» **Text block**:
************

Inventory #22294       SOLD — please inquire about other items

On May 18, 1860, while sitting in this armchair, Abraham Lincoln learned that he had received the Republican nomination for president of the United States. This was Lincoln’s favorite seat at the Illinois State Journal, where he frequently caught up on news and discussed local and national affairs. When the newspaper donated this rustic chair to the Lincoln Memorial Collection in 1886, the editor observed “We shall be happy if you can find some man to sit in it who is anywhere near as great as Lincoln.”[1]

Historical Background

The Journal office was a home away from home for Lincoln, much like the War Department Telegraph Office during his presidency.[2] “The journal paper was always my friend and, of course, its editors the same,” he once remarked.[3] Lincoln stopped in frequently to read the latest New York papers and talk with other visitors. The newspaper’s editor, Edward L. Baker, was an attorney and the husband of Mrs. Lincoln’s niece, Julia Edwards.[4]

The day before the nomination, Lincoln had sent Baker to the Convention with a message written in the margins of a newspaper article about Seward’s position on slavery. “Make no contracts that will bind me,” Lincoln warned his delegates.[5] Baker delivered the message, returned to Springfield, and joined Lincoln to await the results of the balloting.

When the Convention opened, Lincoln had been low on the list of those expected to become the party’s standard-bearer. William Seward of New York was the front-runner, but had many political enemies. Other delegations had their own favorite sons. Lincoln’s campaign manager, David Davis, pulled out all stops to make political allies, and (so rumor had it) also arranged a number of dirty tricks—including printing counterfeit tickets to pack the Convention with supporters.[6] On the first ballot, 173½ votes went to William Seward, 102 to Lincoln, and 189½ to other candidates. Then, Lincoln’s strategy of holding back on the first ballot, but asking to be the top second-choice candidate for swing voters, began to work. The second ballot came in shortly after: 184½ to 181. Seward was still in the lead, but Lincoln had all but closed the gap; he needed just 52 more votes to clinch the nomination. On the final count of the third ballot, with 364 votes, Lincoln swept the nomination.

Henry Rankin, a supporter who was with Lincoln in the Journal office in Springfield, recalled that when the news came in “there was a hearty hand-shake of congratulations all round, followed by three rousing and prolonged cheers.”

************

» **Listed records**:
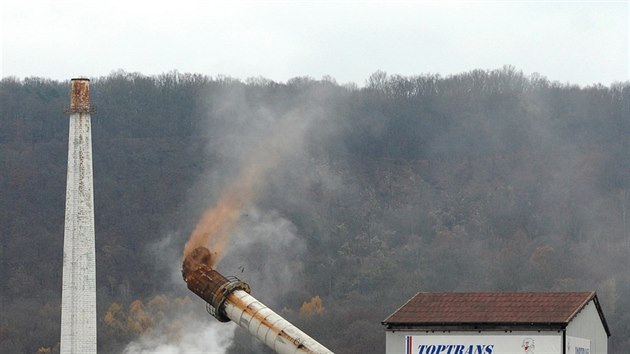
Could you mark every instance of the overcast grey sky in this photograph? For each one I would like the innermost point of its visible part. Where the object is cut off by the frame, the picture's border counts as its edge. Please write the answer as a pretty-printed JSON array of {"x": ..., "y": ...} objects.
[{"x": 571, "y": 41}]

************

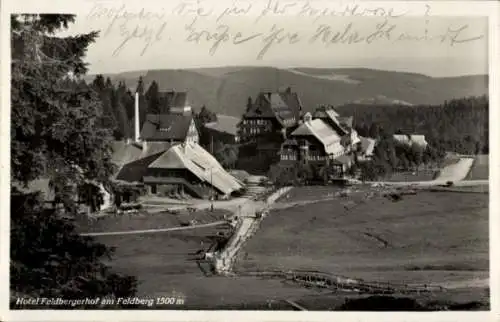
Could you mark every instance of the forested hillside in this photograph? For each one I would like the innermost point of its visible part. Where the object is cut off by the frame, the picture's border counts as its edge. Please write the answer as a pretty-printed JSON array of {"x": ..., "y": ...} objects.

************

» **Aim of the task**: Resume the passage on Lincoln's armchair, starting after its last sentence. The entries have no connection to the passage on Lincoln's armchair.

» **Exercise answer**:
No one but the nominee was able to control the joy the nomination had brought. He sat erect, rigid, and his face wore … firm-set stern lines. … Lincoln made his way slowly through the company and down the stairs. … He still looked very serious, but in a brief moment remarked, rather gravely, yet with the peculiar mellow emphasis he had when speaking with great sincerity: “There is a lady over yonder on Eighth Street who is deeply interested in this news; I will carry it to her.”[7]

The lady, of course, was Mary Todd Lincoln. As news of Lincoln’s nomination spread through Springfield, a crowd of jubilant Republicans paraded to his home and serenaded the candidate. Lincoln replied with a brief, modest speech. An article in the next day’s Journal reported that when “Mr. Lincoln said he would invite the whole crowd into his house if it was large enough to hold them,” a voice from the crowd responded, ‘We will give you a larger house on the fourth of next March.’”[8]

Back to the Chair

The Journal took pride in its “seat of power.” In January of 1865, shortly before Lincoln’s second inauguration and less than three months before his assassination, the paper touted it as “the chair in which Honest Abe Lincoln was sitting when he heard of his nomination as candidate for the Presidency.”[9] For the next two decades it remained at the newspaper’s office. In 1886, when the publishers learned that S.B. Munson and J. Key[e]s were putting together a collection of Lincoln documents and relics, they decided to donate it and provided an “affidavit” of authenticity.[10] Editor John R. Stewart wrote a letter explaining that “the old rustic chair…has faithfully held exchanges in this office for many years…. It is the chair in which Abraham Lincoln was sitting when he received from Chicago the dispatch announcing his first nomination for the presidency.”[11]

In the years following his death, a number of contemporaries recalled the day Lincoln learned of his presidential nomination. Though some details vary, most of the eyewitness accounts place Lincoln at the State Journal office (which had a direct telegraph connection to the Chicago “Wigwam” housing the convention) when he first got the news.[12] A notable exception was the version told by Clinton L. Conkling. In speeches, articles, and letters, Conkling described himself as the first person to have informed Lincoln of his nomination. At first, though, Conkling couldn’t remember how he himself learned the results. Years later, he managed to recall, in detail, that he had heard the news in the telegraph office, run down the steps, and found Lincoln in the street, where he informed the future president of his victory.[13] However, Henry Rankin, who was with Lincoln at the time, explains that Lincoln waited in the State Journal office until he received the news of his third ballot nomination. About 25 minutes later, after Lincoln had left the newspaper office and was out on the street, a messenger boy handed him a private dispatch from the superintendent of the telegraph office with the results “after all changes in the ballots had been made.” That, Rankin says, explains the mistaken belief that the boy (who Conkling identified as himself) had been the first bearer of the good news.[14]

Provenance after 1886 Donation of the “Nomination Chair”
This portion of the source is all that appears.